| Data excerpts |
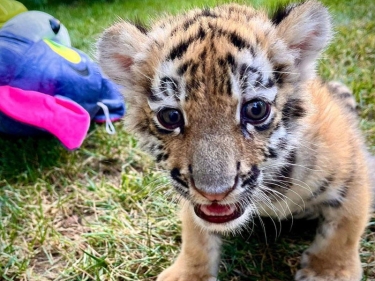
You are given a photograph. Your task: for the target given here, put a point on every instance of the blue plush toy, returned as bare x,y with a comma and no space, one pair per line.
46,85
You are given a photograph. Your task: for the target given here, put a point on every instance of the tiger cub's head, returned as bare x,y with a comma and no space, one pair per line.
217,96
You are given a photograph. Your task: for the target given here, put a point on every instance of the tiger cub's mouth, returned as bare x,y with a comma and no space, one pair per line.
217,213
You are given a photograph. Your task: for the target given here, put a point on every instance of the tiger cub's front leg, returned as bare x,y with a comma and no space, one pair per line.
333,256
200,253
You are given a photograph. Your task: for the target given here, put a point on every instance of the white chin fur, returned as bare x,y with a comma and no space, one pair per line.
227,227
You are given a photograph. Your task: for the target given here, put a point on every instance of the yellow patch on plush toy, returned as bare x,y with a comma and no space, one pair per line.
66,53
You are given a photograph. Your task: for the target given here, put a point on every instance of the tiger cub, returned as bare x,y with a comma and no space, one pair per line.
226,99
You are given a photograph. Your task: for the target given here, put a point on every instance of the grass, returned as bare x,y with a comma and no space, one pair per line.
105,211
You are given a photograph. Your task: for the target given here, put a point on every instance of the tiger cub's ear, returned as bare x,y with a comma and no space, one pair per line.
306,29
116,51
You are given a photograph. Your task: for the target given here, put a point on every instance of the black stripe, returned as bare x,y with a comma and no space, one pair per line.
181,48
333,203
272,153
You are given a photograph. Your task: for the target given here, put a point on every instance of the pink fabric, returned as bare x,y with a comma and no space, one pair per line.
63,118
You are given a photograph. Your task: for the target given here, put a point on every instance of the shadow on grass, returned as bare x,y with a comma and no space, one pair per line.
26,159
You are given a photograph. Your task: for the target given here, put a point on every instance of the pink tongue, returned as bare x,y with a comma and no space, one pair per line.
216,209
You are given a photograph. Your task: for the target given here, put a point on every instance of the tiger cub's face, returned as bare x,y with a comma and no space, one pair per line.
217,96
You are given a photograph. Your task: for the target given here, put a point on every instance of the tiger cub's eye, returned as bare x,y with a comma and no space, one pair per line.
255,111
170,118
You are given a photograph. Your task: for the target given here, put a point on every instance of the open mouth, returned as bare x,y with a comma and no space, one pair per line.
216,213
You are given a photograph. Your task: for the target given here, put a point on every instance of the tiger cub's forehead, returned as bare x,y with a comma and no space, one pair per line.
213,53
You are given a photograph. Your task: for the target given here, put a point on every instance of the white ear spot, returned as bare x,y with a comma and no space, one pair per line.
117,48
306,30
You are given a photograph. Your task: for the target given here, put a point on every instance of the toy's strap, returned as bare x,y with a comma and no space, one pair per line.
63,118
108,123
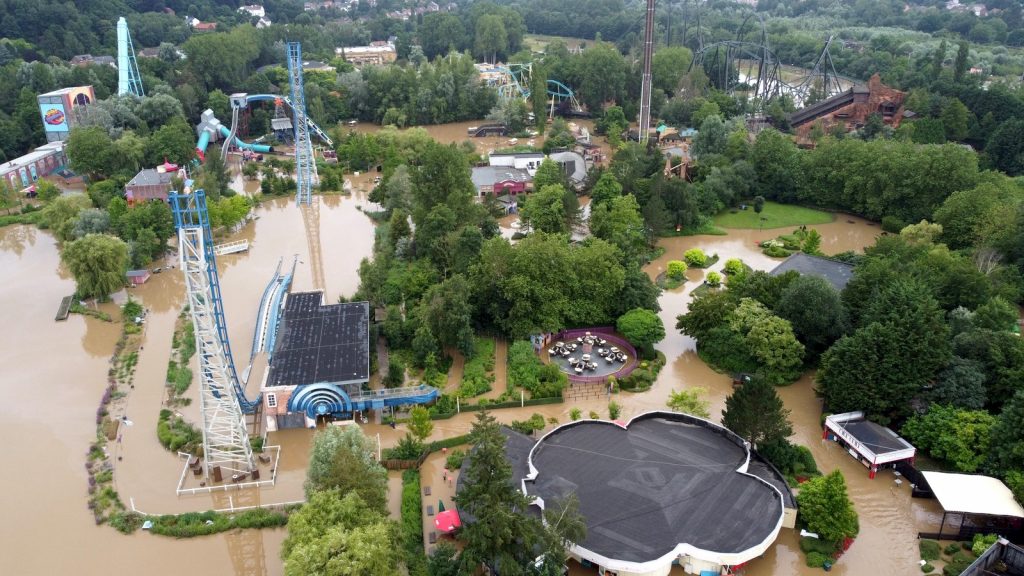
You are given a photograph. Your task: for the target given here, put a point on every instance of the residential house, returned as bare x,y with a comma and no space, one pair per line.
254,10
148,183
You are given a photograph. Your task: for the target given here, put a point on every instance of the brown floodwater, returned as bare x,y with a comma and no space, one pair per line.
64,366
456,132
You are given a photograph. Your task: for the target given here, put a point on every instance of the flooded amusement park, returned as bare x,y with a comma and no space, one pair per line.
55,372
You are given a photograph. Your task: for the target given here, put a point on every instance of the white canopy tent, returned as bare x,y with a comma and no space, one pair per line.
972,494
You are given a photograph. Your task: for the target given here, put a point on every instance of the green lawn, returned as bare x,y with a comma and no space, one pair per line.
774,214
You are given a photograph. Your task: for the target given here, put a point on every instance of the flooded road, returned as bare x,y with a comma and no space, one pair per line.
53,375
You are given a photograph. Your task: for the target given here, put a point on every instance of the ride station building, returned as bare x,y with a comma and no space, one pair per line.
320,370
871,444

| Challenge |
In the lines from the one containing "of the green" through the end of the lines, inclusive, swap "flooded road" for "submerged road" and give those lines again with nothing else changed.

| Answer for this exercise |
You are given a photograph. Your task: for the target given here, put a point on every instance of the green lawn, returned as bare x,y with a comma and no space, one pair per line.
774,214
You are given a photograph. Your task: for the target given here, put a point on every instance of the submerged road, returned as bare x,y with a comma and no space, one pair per line.
53,375
You are given a photograph. Your task: for the target given here, put a point on every instance of the ride station building, returned as bare x,y with a comma and no space, one pair per line.
320,370
871,444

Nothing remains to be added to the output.